▸ **TEXTO DADO**:

Margarethe (1981) - Anselm Kiefer (inspirado en el famoso poema de Paul Celan, Todesfuge, escrito como resultado de su experiencia en los campos de concentración.

El debate entre la Presidenta Cristina Fernández de Kirchner y el historiador académico Alejandro Corbacho, quien  publicó una columna de opinión en el diario Clarín, Cristina y sus lecciones de la historia,  en respuesta a las expresiones de la primera mandataria quien en un discurso se refirió a las causas del surgimiento del nazismo luego de la Primera Guerra mundial, inspiraron a Horacio González a reflexionar sobre los modos del debate, la autoridad requerida para debatir y los dilemas con que se enfrentan las ciencias históricas y sociales.

 

Por Horacio González*

(para La Tecl@ Eñe)

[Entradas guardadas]
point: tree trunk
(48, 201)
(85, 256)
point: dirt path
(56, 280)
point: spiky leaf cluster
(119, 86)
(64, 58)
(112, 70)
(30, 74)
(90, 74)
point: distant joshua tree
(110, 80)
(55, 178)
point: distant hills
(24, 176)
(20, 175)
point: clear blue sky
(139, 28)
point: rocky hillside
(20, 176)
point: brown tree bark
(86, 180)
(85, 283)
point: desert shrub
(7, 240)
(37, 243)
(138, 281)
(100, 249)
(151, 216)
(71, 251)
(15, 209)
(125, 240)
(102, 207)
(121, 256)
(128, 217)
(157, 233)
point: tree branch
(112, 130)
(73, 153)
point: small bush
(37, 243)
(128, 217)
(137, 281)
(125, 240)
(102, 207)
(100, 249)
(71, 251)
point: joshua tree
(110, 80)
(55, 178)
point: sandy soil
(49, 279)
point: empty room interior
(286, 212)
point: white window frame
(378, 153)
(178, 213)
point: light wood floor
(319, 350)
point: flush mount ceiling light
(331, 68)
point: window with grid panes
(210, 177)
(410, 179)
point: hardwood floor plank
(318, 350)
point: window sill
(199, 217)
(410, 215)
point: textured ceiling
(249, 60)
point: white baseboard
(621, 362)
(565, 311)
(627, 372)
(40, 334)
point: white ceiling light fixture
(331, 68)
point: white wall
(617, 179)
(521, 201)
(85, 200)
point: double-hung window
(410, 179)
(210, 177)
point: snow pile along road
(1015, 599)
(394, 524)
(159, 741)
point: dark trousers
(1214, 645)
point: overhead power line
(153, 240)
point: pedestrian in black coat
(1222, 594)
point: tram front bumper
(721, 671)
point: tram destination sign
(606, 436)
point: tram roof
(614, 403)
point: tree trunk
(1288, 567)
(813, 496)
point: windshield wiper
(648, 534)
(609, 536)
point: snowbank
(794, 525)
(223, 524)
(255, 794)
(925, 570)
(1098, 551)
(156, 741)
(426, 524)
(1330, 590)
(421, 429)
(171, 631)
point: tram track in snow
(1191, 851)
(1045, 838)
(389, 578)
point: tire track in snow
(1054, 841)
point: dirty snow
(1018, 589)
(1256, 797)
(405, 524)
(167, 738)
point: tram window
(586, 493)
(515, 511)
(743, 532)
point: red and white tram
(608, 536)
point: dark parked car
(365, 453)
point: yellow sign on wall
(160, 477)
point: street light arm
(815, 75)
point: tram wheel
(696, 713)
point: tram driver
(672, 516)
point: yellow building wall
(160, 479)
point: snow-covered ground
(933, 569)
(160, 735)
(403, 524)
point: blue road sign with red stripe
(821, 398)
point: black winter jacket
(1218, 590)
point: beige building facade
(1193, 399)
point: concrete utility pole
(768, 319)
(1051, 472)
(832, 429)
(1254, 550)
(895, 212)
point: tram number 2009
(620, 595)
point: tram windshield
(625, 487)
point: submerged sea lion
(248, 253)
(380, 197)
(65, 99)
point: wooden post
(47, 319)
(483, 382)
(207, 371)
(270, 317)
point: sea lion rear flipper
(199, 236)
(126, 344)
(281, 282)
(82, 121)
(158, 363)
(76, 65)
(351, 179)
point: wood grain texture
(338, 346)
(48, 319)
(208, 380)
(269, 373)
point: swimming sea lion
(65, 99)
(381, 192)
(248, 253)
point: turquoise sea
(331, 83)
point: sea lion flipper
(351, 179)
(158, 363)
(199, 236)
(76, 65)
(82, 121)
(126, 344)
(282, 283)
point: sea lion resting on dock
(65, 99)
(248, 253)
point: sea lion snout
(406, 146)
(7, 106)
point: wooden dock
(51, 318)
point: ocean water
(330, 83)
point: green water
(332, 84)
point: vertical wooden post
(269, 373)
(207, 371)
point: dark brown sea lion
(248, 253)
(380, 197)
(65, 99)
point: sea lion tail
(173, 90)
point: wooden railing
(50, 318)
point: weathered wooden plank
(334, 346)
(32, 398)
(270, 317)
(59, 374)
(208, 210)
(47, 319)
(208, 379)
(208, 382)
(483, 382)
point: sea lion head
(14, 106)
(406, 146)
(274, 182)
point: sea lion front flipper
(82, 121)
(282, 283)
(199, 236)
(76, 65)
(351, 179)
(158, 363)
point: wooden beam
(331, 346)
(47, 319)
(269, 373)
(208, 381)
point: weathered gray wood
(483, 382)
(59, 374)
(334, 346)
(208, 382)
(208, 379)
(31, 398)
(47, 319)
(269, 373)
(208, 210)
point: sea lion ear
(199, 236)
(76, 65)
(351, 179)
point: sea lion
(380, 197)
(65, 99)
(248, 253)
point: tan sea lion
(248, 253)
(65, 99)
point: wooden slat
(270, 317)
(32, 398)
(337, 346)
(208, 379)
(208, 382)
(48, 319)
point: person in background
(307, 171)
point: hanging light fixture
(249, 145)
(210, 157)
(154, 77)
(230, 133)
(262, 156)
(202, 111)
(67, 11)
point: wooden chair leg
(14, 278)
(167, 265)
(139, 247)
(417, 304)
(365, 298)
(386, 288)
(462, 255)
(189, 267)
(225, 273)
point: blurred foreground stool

▸ **PROBLEMA BREVE 1**:
Reúne y copia todas las filas de las entradas guardadas que contengan la cadena "brown".
▸ **PROBLEMA BREVE 2**:
Escribe la continuación del texto sobre el debate entre Cristina Fernández de Kirchner y Alejandro Corbacho a partir de su última línea.

▸ **RESPUESTA 1**:
point: brown tree bark
point: dark brown sea lion

▸ **RESPUESTA 2**:
Escribo muy rápidamente, sobre un tema de gran interés, aunque no estrictamente localizado en el centro del debate político. Sin embargo, no deja de tener un gran atractivo a pesar de que no perece poseer inmediatez. Se trata del debate de la Presidenta con un historiador académico en torno a las causas de nazismo luego de la Primera Guerra mundial, y sobre todo,  después de la firma del tratado de Versalles. La Presidenta había expresado en un discurso que las imposiciones a la Alemania derrotada generaron una humillación nacional que dejó abierto el camino a Hitler.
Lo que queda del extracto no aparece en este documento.